* EXTRACT PROVIDED:
★ ★ ★
[Hadoop-RDMA-discuss] Problem with RDMA-Hadoop and Mellanox CX5
Xiaoyi Lu
lu.932 at osu.edu
Wed Jun 28 10:58:30 EDT 2017
Thanks for your feedback. As Dr. Panda mentioned, we are looking into this issue. Will get back to you later.
Mark - Can you please send us your logs and configurations?
Vittorio - Thanks for sending us your logs. Can you please send us your configurations as well?
Thanks,
Xiaoyi
> On Jun 28, 2017, at 9:58 AM, Mark Goddard <mark at stackhpc.com> wrote:
>
> Thanks for the response Vittorio,
>
> I see the same behaviour with the NICs being enumerated in reverse order. What's odd in my setup though is that the link of the second port is actually down, but this doesn't prevent ib_send_bw or RDMA hadoop from trying to use it.
★ ★ ★
* DATA EXTRACT:

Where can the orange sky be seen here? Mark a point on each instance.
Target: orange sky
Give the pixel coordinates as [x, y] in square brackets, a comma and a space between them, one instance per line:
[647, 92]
★ ★ ★
* EXERCISE GOAL:
Carry on the mailing-list thread about RDMA-Hadoop and Mellanox CX5 from its last sentence.

* OUTPUT BELOW:
>
> Regards,
> Mark
>
> On 28 June 2017 at 14:43, <vittorio at a3cube-inc.com> wrote:
> Hi Mark,
>
> I think you have the same issue we have with Mellanox ConnectX5 cards.
>
> The new mellanox driver (I've seen that you have dual port Mellanox CX4 cards) maps the ports as independent devices, mlx5_0 and mlx5_1, with one port each. We have dual channel Mellanox ConnectX5 cards.
> The problem is that the driver (the new one i think) will activate them in the opposite order, mlx5_1 before than mlx5_0, so, when your software starts to use the "first" IB device (by a sort of index), it will receive the mlx5_1 device before than mlx5_0 that, in your case, is the "ethernet" port. You can see that by running ibv_devinfo.
>
> The solution is telling your software to use a specific IB device, by its name. For example, with ib_write_bw I must use option "-d mlx5_0" to be able to run these simple tests on connectX5 cards.
> We do the same with our distributed filesystem "Anima", for IB data exchange, and everything works nicely. With RDMA_hadoop I think we need an option to specify the proper device because I suspect that in multicard or multichannel systems will have the same issue.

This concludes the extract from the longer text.